#### Goal of the exercise:
When the line containing "Could you please locate the wooden plank" appears in the entries below, begin printing there and stop after the line containing "Could you please locate the glass coffee"; print each of those lines exactly and no other line.

#### Records for this exercise:
"""

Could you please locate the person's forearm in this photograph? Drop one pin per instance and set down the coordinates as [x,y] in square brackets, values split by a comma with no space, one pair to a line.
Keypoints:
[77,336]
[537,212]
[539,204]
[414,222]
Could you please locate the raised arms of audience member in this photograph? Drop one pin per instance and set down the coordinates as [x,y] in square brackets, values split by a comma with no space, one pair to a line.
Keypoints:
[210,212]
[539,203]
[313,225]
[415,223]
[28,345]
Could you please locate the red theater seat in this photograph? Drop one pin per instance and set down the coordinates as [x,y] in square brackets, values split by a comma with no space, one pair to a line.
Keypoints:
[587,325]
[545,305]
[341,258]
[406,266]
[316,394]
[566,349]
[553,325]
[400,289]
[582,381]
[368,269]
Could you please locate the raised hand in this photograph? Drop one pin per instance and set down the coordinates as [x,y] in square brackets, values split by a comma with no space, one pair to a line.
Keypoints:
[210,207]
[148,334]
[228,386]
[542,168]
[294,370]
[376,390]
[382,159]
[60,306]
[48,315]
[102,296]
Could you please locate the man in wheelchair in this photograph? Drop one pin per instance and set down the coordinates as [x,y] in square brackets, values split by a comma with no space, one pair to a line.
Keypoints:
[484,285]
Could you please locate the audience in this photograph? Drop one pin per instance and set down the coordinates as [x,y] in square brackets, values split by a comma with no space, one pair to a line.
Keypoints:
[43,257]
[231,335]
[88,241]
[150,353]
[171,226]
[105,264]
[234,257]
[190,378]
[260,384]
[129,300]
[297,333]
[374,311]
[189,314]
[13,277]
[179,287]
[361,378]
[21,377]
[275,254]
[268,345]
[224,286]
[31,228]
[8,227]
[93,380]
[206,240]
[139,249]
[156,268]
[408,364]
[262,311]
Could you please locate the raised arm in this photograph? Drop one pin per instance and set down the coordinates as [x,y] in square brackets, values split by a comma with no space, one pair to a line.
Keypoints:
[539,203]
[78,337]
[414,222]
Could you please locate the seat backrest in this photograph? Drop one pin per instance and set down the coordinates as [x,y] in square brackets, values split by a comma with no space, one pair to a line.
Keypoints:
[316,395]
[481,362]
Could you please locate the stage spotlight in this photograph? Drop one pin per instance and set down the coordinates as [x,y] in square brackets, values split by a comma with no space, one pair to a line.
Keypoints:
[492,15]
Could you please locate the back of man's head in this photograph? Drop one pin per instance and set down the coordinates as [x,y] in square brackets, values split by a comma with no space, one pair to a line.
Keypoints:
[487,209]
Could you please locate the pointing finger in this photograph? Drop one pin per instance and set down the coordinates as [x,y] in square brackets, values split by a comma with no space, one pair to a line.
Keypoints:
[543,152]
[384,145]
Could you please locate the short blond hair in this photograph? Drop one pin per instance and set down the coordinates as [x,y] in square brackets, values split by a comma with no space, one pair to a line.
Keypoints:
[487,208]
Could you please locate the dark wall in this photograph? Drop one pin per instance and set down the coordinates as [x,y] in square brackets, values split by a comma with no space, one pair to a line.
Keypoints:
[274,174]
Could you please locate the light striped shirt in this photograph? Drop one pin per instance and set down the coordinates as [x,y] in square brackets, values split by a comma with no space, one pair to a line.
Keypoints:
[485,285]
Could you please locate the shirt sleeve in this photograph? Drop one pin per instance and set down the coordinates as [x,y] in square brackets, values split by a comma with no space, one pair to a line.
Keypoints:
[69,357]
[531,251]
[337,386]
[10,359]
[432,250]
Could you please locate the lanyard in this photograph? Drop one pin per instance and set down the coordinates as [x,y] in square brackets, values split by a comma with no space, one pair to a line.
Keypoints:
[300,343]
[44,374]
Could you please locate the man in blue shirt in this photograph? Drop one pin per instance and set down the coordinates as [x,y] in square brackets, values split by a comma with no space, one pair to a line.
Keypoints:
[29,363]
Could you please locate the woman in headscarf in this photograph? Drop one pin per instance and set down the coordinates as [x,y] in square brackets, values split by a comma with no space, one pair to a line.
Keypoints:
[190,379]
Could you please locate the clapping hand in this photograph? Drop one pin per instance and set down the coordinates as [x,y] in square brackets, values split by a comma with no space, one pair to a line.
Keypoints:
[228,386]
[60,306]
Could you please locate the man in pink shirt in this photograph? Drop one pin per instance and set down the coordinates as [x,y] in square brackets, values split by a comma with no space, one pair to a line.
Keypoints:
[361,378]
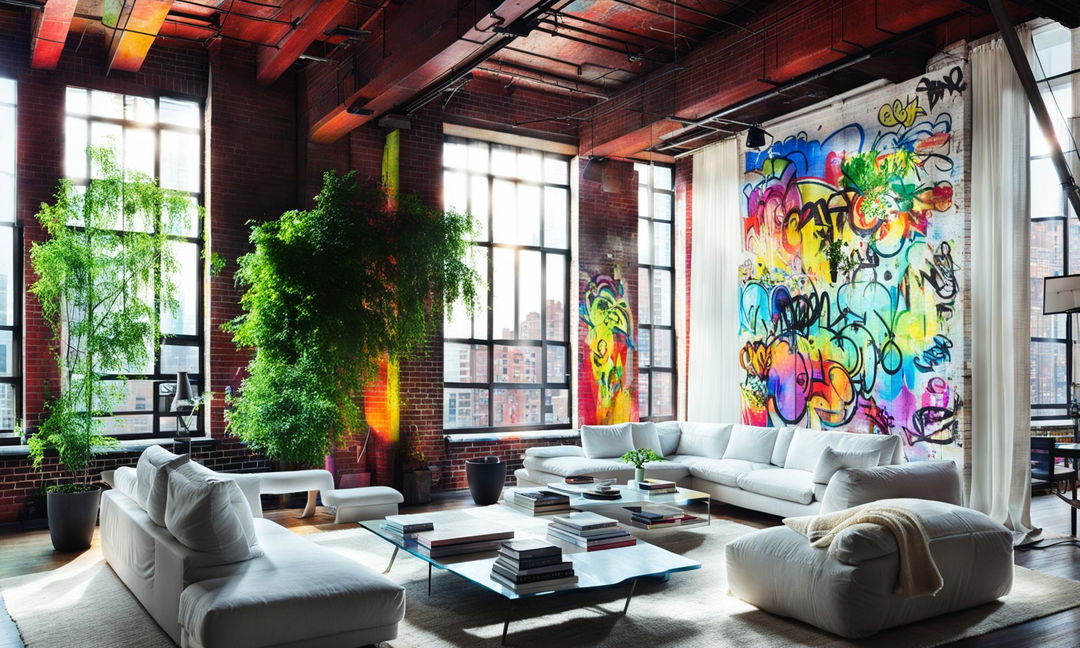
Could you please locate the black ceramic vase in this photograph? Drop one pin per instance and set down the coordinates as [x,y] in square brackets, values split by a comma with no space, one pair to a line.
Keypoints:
[71,518]
[486,477]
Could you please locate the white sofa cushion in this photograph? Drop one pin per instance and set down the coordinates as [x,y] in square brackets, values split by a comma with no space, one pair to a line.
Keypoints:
[571,467]
[210,515]
[724,471]
[751,443]
[125,480]
[606,442]
[780,483]
[703,440]
[645,435]
[831,460]
[151,475]
[298,594]
[554,451]
[784,435]
[669,433]
[807,445]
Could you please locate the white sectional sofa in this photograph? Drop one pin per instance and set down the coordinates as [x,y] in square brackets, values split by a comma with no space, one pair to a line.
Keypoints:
[282,591]
[764,469]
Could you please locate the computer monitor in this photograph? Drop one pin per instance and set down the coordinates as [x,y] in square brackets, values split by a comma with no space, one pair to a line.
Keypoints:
[1061,294]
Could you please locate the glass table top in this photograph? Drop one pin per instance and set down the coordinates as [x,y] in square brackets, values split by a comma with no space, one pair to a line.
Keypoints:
[594,569]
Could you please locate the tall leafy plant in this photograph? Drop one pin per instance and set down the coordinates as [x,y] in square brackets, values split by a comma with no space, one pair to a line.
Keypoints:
[328,292]
[106,258]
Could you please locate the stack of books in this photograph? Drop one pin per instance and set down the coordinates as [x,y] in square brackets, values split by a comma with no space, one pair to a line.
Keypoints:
[461,538]
[651,516]
[590,530]
[408,526]
[657,486]
[540,502]
[532,566]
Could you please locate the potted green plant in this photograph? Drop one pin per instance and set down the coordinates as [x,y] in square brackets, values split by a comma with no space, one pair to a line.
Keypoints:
[415,474]
[107,254]
[329,292]
[639,457]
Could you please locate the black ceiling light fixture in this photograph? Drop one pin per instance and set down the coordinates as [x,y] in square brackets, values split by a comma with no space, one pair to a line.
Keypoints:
[755,136]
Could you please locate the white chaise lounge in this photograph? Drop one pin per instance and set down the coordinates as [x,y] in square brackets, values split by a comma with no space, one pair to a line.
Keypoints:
[773,470]
[286,591]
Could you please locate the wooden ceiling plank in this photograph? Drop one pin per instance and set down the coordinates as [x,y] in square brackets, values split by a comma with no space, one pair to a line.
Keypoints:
[50,29]
[134,26]
[436,42]
[272,63]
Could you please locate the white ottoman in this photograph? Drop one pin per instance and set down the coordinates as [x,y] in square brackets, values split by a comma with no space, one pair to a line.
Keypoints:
[369,502]
[297,481]
[778,570]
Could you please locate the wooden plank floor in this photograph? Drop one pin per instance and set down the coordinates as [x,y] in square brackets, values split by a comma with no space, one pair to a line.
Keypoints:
[30,552]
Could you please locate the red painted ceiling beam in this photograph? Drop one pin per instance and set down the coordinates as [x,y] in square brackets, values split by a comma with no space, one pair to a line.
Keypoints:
[733,67]
[134,27]
[423,40]
[272,63]
[51,26]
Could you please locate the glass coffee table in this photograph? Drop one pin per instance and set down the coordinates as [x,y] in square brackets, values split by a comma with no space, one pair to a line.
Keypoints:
[685,501]
[598,569]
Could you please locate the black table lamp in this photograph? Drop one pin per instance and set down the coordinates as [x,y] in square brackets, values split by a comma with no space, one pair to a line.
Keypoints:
[184,405]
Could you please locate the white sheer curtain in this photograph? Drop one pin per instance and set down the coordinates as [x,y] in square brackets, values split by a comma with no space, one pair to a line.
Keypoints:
[716,252]
[1000,294]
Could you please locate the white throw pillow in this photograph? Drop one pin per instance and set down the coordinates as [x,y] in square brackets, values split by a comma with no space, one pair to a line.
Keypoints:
[704,440]
[151,480]
[645,435]
[831,460]
[210,515]
[805,449]
[751,443]
[669,433]
[606,442]
[783,443]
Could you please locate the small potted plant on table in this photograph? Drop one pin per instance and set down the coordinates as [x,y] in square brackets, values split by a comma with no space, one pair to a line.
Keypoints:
[639,457]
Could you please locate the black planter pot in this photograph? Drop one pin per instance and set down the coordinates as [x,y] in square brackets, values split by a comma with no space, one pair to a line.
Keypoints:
[416,486]
[72,517]
[486,477]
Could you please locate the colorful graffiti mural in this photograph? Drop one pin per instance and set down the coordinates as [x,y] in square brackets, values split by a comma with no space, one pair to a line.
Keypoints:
[607,390]
[850,308]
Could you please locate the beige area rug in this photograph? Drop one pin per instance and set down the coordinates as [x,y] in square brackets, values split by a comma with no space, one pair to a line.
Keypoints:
[84,605]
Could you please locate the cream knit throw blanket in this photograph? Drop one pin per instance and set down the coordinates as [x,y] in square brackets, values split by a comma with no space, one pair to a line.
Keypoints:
[918,574]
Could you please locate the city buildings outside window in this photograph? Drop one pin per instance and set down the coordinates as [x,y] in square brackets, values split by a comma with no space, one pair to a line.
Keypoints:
[507,365]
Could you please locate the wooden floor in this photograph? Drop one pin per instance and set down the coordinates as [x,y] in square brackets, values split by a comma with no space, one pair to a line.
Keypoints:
[30,552]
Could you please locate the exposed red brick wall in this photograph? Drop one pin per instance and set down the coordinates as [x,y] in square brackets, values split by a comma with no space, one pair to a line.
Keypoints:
[255,170]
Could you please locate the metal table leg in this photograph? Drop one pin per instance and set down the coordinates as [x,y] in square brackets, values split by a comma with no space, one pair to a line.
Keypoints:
[625,606]
[392,556]
[505,623]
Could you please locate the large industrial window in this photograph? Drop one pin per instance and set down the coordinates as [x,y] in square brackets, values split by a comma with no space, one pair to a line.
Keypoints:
[161,137]
[507,366]
[11,254]
[656,292]
[1054,229]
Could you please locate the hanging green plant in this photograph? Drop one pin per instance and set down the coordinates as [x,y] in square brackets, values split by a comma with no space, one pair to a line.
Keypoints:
[328,291]
[107,255]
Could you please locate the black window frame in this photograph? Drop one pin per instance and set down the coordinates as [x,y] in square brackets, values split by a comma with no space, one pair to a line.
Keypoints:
[1065,218]
[646,217]
[15,379]
[162,383]
[543,386]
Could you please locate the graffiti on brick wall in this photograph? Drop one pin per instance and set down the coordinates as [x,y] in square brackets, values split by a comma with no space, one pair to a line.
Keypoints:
[850,307]
[607,390]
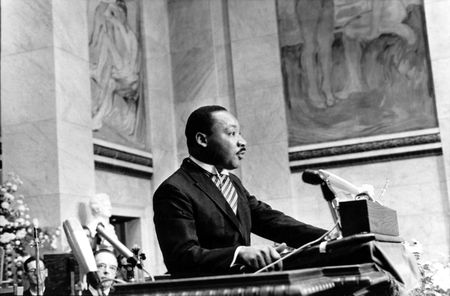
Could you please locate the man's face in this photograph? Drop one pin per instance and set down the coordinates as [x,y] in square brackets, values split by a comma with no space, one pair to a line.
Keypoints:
[225,145]
[31,274]
[106,268]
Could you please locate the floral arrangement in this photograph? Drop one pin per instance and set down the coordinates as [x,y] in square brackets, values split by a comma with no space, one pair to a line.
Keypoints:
[17,229]
[434,276]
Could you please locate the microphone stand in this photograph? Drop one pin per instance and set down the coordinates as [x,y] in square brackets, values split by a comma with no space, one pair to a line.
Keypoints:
[38,260]
[330,197]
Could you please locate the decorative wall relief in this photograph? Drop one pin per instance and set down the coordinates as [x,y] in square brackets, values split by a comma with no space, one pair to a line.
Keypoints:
[118,101]
[354,69]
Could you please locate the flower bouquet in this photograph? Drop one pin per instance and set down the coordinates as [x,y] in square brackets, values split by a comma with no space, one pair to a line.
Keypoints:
[17,232]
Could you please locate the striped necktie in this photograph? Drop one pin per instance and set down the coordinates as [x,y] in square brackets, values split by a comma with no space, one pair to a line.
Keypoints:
[226,187]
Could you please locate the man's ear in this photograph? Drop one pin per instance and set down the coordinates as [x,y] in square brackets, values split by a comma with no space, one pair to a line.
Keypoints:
[201,139]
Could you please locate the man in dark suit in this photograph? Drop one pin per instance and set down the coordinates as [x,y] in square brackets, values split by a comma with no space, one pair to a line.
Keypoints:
[203,214]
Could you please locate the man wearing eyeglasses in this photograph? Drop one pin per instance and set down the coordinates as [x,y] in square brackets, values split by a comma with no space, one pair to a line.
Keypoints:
[36,276]
[106,269]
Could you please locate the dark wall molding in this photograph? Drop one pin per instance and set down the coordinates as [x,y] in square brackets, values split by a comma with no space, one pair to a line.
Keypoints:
[377,151]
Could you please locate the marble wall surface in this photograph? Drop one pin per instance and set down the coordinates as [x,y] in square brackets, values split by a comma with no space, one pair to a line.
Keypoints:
[46,137]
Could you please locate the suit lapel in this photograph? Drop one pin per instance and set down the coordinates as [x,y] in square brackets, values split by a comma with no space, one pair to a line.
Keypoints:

"""

#### Answer space:
Could you please locate the wooden plank floor in this photograph? Drop one pin per instance and set down the coordinates as [x,y] in square brackets, values split by a comma with no space, one pair to a line.
Keypoints:
[30,552]
Could you please locate the red painted ceiling beam in this photograph? Drop one pin per instance and set down the coordinates as [x,y] in square brackets, values split by a comma with no space, one pair to a line.
Keypoints:
[733,67]
[134,27]
[423,40]
[272,63]
[51,26]
Could you please locate the glass coffee table in this photograph? Drop one pin per instance and set down the coordinates as [x,y] in square brackets, values split by a comma with no space, one pair to a line.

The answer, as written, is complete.